## Requirements
Turn every line of the listing below into a numbered list, skipping the blank lines and leaving the picture out of your answer.

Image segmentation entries
----------------------------------------
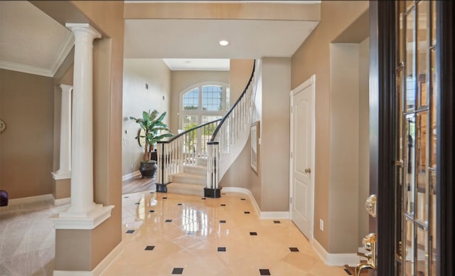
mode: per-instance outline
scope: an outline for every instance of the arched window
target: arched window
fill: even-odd
[[[193,85],[180,93],[179,131],[186,131],[223,116],[230,107],[230,90],[226,83],[204,82]],[[205,131],[208,131],[205,129]],[[215,129],[211,129],[213,132]],[[204,152],[211,133],[198,133],[198,152]],[[195,141],[196,142],[196,141]]]
[[[229,107],[230,90],[223,83],[200,83],[183,90],[180,97],[178,128],[187,130],[221,118]]]

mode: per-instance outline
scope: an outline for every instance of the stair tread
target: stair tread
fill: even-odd
[[[178,188],[184,188],[188,189],[200,189],[201,187],[205,187],[205,185],[199,185],[199,184],[191,184],[189,183],[181,183],[181,182],[171,182],[167,185],[167,187],[178,187]]]

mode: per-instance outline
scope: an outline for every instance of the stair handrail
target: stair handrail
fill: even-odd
----------------------------------------
## Reply to the task
1. mode: per-instance outline
2. scope: an outline for every instance of the arched window
3. target: arched window
4. fill: even-odd
5. [[[193,85],[180,93],[179,131],[186,131],[223,116],[230,107],[230,90],[226,83],[204,82]],[[205,131],[208,131],[205,129]],[[215,129],[211,129],[213,132]],[[204,152],[211,133],[198,133],[198,152]],[[195,141],[196,142],[196,141]]]
6. [[[229,107],[230,90],[223,83],[200,83],[183,90],[180,97],[178,128],[187,130],[221,118]]]
7. mode: per-instance outline
8. scope: an outline for every instance of the stair tread
9. target: stair tread
10. fill: even-odd
11. [[[178,188],[184,188],[188,189],[200,189],[201,187],[205,187],[205,185],[199,185],[199,184],[191,184],[189,183],[181,183],[181,182],[171,182],[167,185],[167,187],[178,187]]]
12. mode: per-instance outline
13. scope: an outline for every instance of the stair handrail
14. target: stair handrail
15. fill: even-odd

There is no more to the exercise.